Photo object pointing records:
########

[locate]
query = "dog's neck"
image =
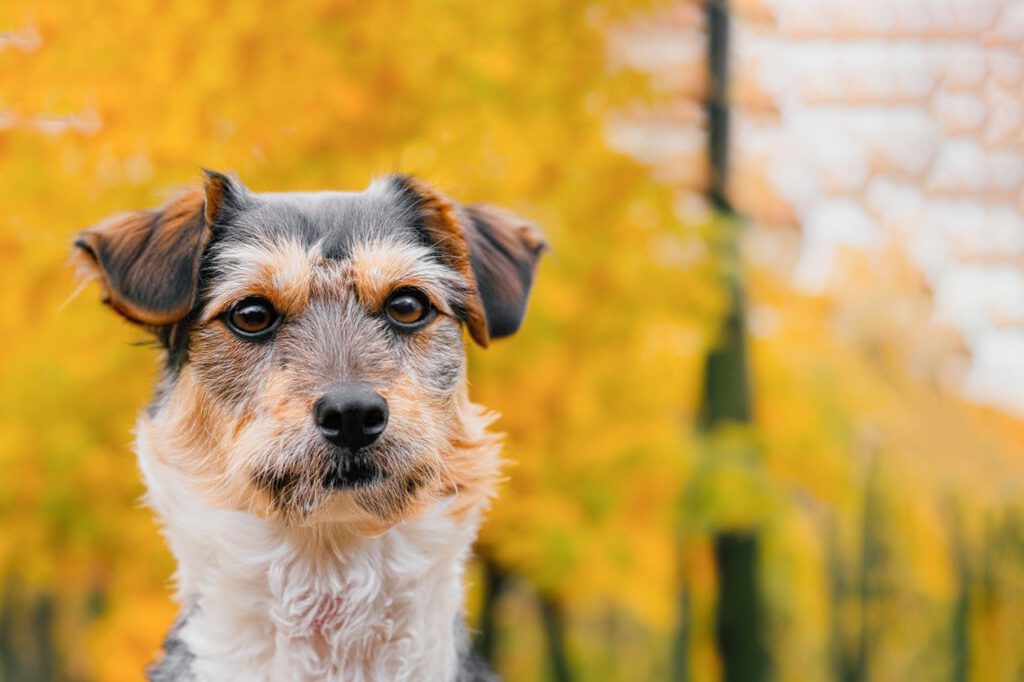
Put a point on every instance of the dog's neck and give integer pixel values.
(261, 600)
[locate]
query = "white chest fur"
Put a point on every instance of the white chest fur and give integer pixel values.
(271, 603)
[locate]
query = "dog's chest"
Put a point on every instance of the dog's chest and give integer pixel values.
(263, 605)
(382, 610)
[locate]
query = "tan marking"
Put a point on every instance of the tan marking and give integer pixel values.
(443, 220)
(379, 268)
(282, 272)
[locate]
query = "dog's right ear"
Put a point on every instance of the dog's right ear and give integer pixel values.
(147, 261)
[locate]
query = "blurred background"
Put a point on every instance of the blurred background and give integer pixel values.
(766, 411)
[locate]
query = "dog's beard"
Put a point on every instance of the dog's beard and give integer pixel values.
(307, 480)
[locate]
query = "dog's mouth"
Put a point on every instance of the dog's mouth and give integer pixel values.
(351, 471)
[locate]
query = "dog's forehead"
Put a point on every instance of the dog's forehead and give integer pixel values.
(333, 220)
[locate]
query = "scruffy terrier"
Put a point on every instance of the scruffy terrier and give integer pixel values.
(311, 450)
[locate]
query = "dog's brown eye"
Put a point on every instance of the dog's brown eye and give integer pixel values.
(253, 316)
(408, 308)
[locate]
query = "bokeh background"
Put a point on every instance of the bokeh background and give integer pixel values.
(766, 411)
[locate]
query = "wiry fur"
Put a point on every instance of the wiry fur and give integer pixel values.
(285, 572)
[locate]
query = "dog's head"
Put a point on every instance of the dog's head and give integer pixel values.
(315, 368)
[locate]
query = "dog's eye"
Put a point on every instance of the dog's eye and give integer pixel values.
(252, 317)
(409, 308)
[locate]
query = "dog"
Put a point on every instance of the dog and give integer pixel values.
(310, 449)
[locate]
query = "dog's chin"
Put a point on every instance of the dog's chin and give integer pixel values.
(352, 471)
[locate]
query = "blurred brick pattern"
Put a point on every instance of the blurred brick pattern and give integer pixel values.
(875, 126)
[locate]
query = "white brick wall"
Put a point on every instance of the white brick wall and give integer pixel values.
(876, 124)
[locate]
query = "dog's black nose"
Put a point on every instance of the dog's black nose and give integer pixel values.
(351, 415)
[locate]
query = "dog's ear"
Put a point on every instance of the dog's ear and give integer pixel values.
(504, 251)
(496, 250)
(147, 261)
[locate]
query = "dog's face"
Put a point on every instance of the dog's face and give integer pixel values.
(315, 368)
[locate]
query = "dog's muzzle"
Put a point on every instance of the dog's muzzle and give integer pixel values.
(351, 416)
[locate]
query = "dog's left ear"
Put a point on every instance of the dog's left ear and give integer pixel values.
(147, 261)
(495, 249)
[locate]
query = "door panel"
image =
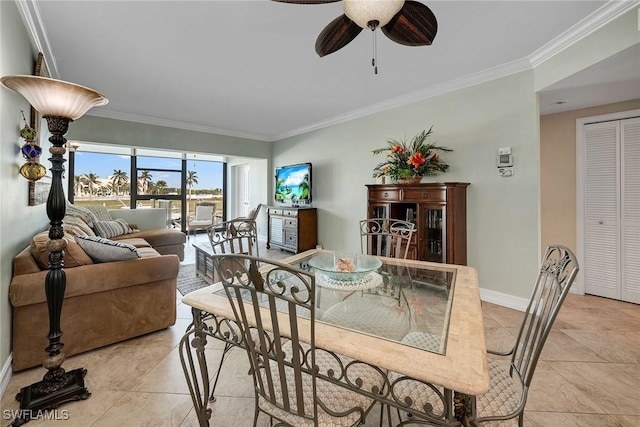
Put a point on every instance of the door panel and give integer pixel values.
(601, 222)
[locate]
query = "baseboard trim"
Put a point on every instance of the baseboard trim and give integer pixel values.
(504, 300)
(5, 375)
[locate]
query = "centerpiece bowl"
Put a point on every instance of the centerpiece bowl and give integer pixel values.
(345, 267)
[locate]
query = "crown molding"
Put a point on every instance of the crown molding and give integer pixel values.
(419, 95)
(107, 114)
(596, 20)
(30, 13)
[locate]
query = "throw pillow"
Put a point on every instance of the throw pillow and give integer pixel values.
(105, 250)
(114, 228)
(81, 212)
(100, 212)
(76, 226)
(74, 256)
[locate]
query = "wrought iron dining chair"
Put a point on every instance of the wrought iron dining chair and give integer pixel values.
(237, 236)
(275, 312)
(509, 382)
(386, 237)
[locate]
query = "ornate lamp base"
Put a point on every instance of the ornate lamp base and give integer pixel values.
(57, 387)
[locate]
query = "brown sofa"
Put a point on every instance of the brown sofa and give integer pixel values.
(104, 302)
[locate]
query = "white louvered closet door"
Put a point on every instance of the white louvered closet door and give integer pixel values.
(630, 209)
(601, 265)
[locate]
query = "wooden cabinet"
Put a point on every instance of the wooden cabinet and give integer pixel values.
(439, 211)
(292, 229)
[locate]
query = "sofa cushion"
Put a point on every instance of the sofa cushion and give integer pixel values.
(157, 237)
(81, 212)
(100, 212)
(136, 241)
(105, 250)
(74, 256)
(76, 226)
(110, 229)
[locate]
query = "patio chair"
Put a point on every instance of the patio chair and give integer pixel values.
(236, 236)
(509, 380)
(386, 237)
(289, 373)
(204, 217)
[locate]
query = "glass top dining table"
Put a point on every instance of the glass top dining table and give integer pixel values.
(397, 301)
(423, 320)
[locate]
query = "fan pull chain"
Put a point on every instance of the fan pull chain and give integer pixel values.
(373, 24)
(374, 60)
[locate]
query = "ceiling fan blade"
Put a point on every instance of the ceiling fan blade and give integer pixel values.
(336, 35)
(414, 25)
(306, 1)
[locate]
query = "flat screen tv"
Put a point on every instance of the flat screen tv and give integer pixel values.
(293, 184)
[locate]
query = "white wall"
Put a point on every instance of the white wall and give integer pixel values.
(18, 221)
(503, 213)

########

What you are asked to do:
Pictures in the records above are not copied; print everything else exactly.

Expected answer:
[locate]
query = "dog's neck"
image =
Put a point on every instance of the dog's neck and give integer pixel values.
(261, 600)
[locate]
query = "white chest fur"
Put a point on every instance of the white chest fur and give integer pixel values.
(271, 603)
[locate]
query = "dog's chest"
Put a point on every instance of the dog's chest and give integer pixel values.
(263, 605)
(382, 610)
[locate]
query = "tan marking"
Put a point on every instance of the tan marking and give integer pixel values.
(443, 220)
(379, 268)
(282, 272)
[locate]
query = "dog's right ear"
Put a point on every instance of the dog's right ear and give integer pixel values.
(147, 261)
[locate]
query = "blurred background"
Put a point on every instance of the blurred background and give integer pixel values.
(766, 411)
[locate]
query = "dog's beard"
Put a point on every instance of the dog's beard and give integer pixel values.
(307, 480)
[locate]
query = "dog's mouth"
Put a point on every instance of the dog's mouth and give integer pixel values.
(351, 471)
[locate]
query = "dog's forehead"
Put a point on every instance of the dog's forehead and give integer pixel values.
(333, 220)
[locate]
query = "scruffy terrier"
Put a point on every instance of the scruffy terrier and give integer pixel values.
(311, 450)
[locate]
query = "dog's brown eye"
Put a point on every instance of the dog's brown eye and give integer pixel values.
(253, 316)
(408, 308)
[locate]
query = "bokeh background"
Put a point on every instance of the bokeh background and give integer pixel values.
(766, 411)
[locate]
query = "wiry fur"
Put a point on every instance of the wiry fur and give integer pixel values.
(285, 572)
[locate]
query = "dog's head"
Put a point on every instance of the dog's head and give integer pixel values.
(315, 368)
[locate]
query = "dog's eye"
Put a point on every instance of the dog's eye and give integer pixel values.
(252, 317)
(409, 308)
[locate]
query = "dog"
Put a point on every instance of the dog and give integer pixel values.
(310, 449)
[locate]
query = "dog's chin"
Put a point on every instance of the dog's chin and give integer pixel values.
(352, 471)
[locate]
query = "blurred brick pattern"
Put a point on every instance of the blurred brick pattern and give integer pixel values.
(875, 126)
[locate]
query = "white brick wall"
Put a point on every instance of the white brick wall and give integer pixel values.
(876, 124)
[locate]
query = "dog's black nose"
Put a point on every instance of the dog's black nose and give integer pixel values.
(351, 415)
[locate]
query = "dog's ear"
Put a point on every instance of the dog's ear and give integer pixel values.
(504, 251)
(496, 250)
(147, 261)
[locate]
query = "dog's face"
Put a point on every instance of the dog's face and give integer pixel values.
(315, 368)
[locate]
query = "dog's muzzle"
Put a point on every instance of the dog's muzzle and give integer pixel values.
(351, 416)
[locate]
query = "dog's left ear"
Put a point on every instance of the dog's left ear and give integer pixel values.
(147, 261)
(495, 249)
[locate]
query = "door panel"
image =
Put a point on every instance of the door panel and give integer pixel values.
(601, 222)
[locate]
query = "baseboard trim"
Put a point on every instance of the baseboard trim and give integer pixel values.
(504, 300)
(5, 375)
[locate]
query = "centerpiece bowl"
Put a point on every instance of the centerpiece bowl and give integer pixel values.
(345, 267)
[locate]
query = "crown molding"
Put a point on every instance of the crown molding and give integer pixel values.
(419, 95)
(107, 114)
(596, 20)
(30, 13)
[locate]
query = "throw pillow"
Put a point on every instance of the throw pillow and give integer pixel values.
(105, 250)
(114, 228)
(81, 212)
(100, 212)
(76, 226)
(74, 256)
[locate]
query = "wrought iron dining chair"
Put a point on every instance of the wrought iron dining chair and give integer pixel values.
(237, 236)
(275, 312)
(509, 382)
(386, 237)
[locate]
query = "ornate lamp base"
Put a point on every instance of the ornate lamp base and give integer pixel values.
(57, 387)
[locate]
query = "brown sofa"
Put a point on every instance of the brown sofa and give integer pixel values.
(104, 302)
[locate]
query = "white louvered closet door"
Put a point on every instance of the white louvered closet door and give integer pixel values.
(630, 209)
(601, 265)
[locate]
query = "wooden cabinet"
Put a point on every instance of the wooden cabinet and give integer pixel values.
(439, 211)
(292, 229)
[locate]
query = "sofa cushion"
Put a point on every instance of the sofa cushion and give integer pixel values.
(157, 237)
(81, 212)
(100, 212)
(136, 241)
(105, 250)
(74, 256)
(76, 226)
(110, 229)
[locate]
query = "patio chair"
Put a point on every instance of the patio chair and give integer pixel values.
(236, 236)
(509, 380)
(386, 237)
(289, 373)
(204, 217)
[locate]
query = "glass top dining table"
Put a point on every instance of the glass top dining table and give integer pixel values.
(397, 301)
(423, 320)
[locate]
query = "fan pull chain"
Put a point on every instance of the fan pull chain and give integer pixel values.
(373, 24)
(374, 60)
[locate]
query = "ceiling fan blade"
Put a point on every instance of the ceiling fan blade and give integer pixel values.
(336, 35)
(414, 25)
(306, 1)
[locate]
query = "flat screen tv"
Put a point on every instance of the flat screen tv and give integer pixel values.
(293, 184)
[locate]
query = "white wall"
Put a point on every instance of the white wall and give integer pixel values.
(18, 221)
(503, 213)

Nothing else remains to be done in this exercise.